Can you put the items starting at the line that contains "# point at: black door" and ending at the line that contains "(1153, 179)" into a Markdown table with the columns Row and Line, leaving out blank lines?
### Supplied material ###
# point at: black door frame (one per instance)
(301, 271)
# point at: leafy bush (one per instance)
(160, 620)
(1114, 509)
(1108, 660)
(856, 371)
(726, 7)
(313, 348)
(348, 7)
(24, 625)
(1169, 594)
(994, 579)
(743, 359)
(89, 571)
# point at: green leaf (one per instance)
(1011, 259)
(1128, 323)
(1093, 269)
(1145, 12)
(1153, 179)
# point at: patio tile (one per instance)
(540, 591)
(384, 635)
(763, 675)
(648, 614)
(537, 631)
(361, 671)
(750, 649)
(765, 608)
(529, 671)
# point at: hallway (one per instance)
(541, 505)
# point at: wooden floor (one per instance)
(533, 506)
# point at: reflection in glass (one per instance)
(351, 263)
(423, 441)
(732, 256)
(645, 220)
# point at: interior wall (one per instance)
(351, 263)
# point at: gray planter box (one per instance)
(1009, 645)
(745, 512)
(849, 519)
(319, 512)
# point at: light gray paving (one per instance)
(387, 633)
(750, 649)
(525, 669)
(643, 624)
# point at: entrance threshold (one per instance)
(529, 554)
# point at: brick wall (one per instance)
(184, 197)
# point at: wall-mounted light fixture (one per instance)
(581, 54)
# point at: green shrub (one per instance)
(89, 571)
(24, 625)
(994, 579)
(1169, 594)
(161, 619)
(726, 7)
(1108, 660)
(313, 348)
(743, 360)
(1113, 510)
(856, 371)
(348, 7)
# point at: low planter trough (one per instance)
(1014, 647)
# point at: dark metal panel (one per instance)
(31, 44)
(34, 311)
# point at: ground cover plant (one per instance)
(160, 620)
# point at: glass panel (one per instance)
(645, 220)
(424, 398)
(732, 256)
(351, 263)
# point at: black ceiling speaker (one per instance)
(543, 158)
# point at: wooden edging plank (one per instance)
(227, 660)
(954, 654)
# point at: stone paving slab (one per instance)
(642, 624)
###
### Supplied material ###
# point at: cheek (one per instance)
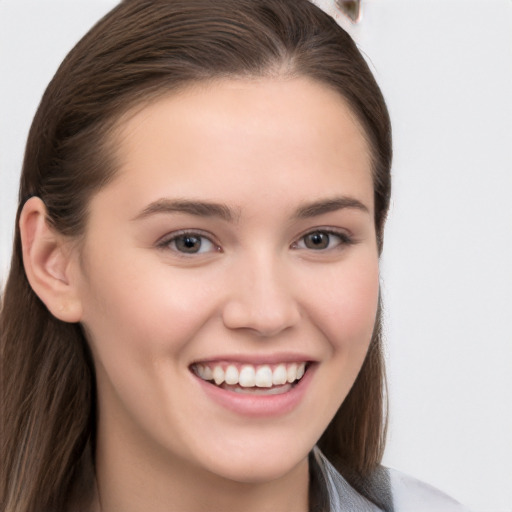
###
### Supplied material ###
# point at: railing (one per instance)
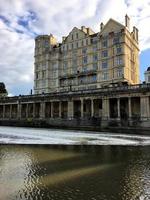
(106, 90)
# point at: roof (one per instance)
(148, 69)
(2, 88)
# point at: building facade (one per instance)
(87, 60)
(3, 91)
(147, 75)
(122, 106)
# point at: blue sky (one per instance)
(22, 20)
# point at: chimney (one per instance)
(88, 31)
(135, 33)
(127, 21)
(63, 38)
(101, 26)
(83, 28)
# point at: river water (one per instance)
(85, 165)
###
> [Output for this task]:
| Row | Line |
|---|---|
| 1 | # point at: black door frame (one per instance) |
| 2 | (301, 271) |
| 3 | # point at: leafy bush (one per instance) |
| 4 | (160, 620) |
| 5 | (1114, 509) |
| 6 | (1108, 660) |
| 7 | (856, 371) |
| 8 | (726, 7) |
| 9 | (313, 348) |
| 10 | (348, 7) |
| 11 | (24, 625) |
| 12 | (1169, 594) |
| 13 | (994, 579) |
| 14 | (743, 359) |
| 15 | (89, 571) |
| 16 | # point at: green leaf (one per instance) |
| 17 | (1011, 259) |
| 18 | (1128, 323) |
| 19 | (1093, 269) |
| 20 | (1145, 12) |
| 21 | (1153, 179) |